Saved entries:
========
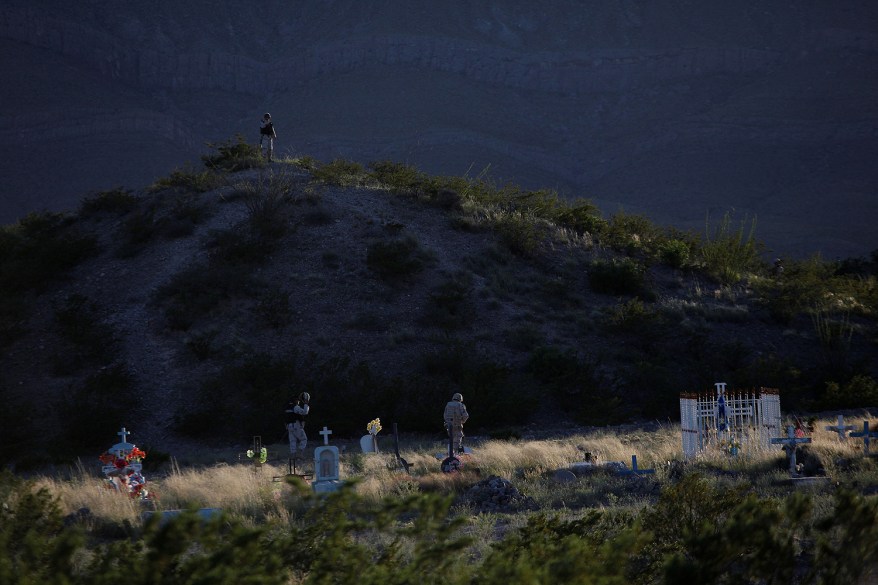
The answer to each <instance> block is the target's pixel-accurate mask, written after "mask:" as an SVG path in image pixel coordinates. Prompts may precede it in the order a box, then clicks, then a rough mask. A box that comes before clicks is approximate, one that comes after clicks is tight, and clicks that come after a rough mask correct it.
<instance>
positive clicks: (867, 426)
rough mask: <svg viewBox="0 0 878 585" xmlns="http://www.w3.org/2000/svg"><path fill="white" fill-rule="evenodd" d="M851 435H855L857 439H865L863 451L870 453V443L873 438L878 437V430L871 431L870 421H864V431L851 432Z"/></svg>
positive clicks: (863, 442) (866, 452) (864, 439)
mask: <svg viewBox="0 0 878 585" xmlns="http://www.w3.org/2000/svg"><path fill="white" fill-rule="evenodd" d="M850 436H851V437H855V438H857V439H863V453H864V454H866V455H868V454H869V443H870V442H871V439H878V431H870V430H869V421H867V420H864V421H863V432H862V433H860V432H856V433H851V434H850Z"/></svg>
========
→ **Task directions**
Turn the lines of every item above into a single numbered list, omitting any blank lines. Leave the images out of your answer.

→ **Solution for this task**
1. The answer to each <instance> block is the target's pixel-accurate mask, written after "mask:" as an SVG path in image pixel coordinates. Prompts may precede it in the order a box, then clicks, then a rough mask. A box that comes before clicks is approximate, one that comes after clicks is tight, and clicks that come after a rough mask correct it.
2. <instance>
3. positive clicks: (867, 426)
4. rough mask: <svg viewBox="0 0 878 585" xmlns="http://www.w3.org/2000/svg"><path fill="white" fill-rule="evenodd" d="M851 435H855L857 439H865L863 451L870 453V443L873 438L878 437V430L871 431L870 421H864V431L851 432Z"/></svg>
5. positive clicks: (863, 442) (866, 452) (864, 439)
6. mask: <svg viewBox="0 0 878 585" xmlns="http://www.w3.org/2000/svg"><path fill="white" fill-rule="evenodd" d="M850 436H851V437H855V438H857V439H863V453H864V454H866V455H868V454H869V443H870V442H871V439H878V431H870V430H869V421H867V420H864V421H863V432H862V433H860V432H856V433H851V434H850Z"/></svg>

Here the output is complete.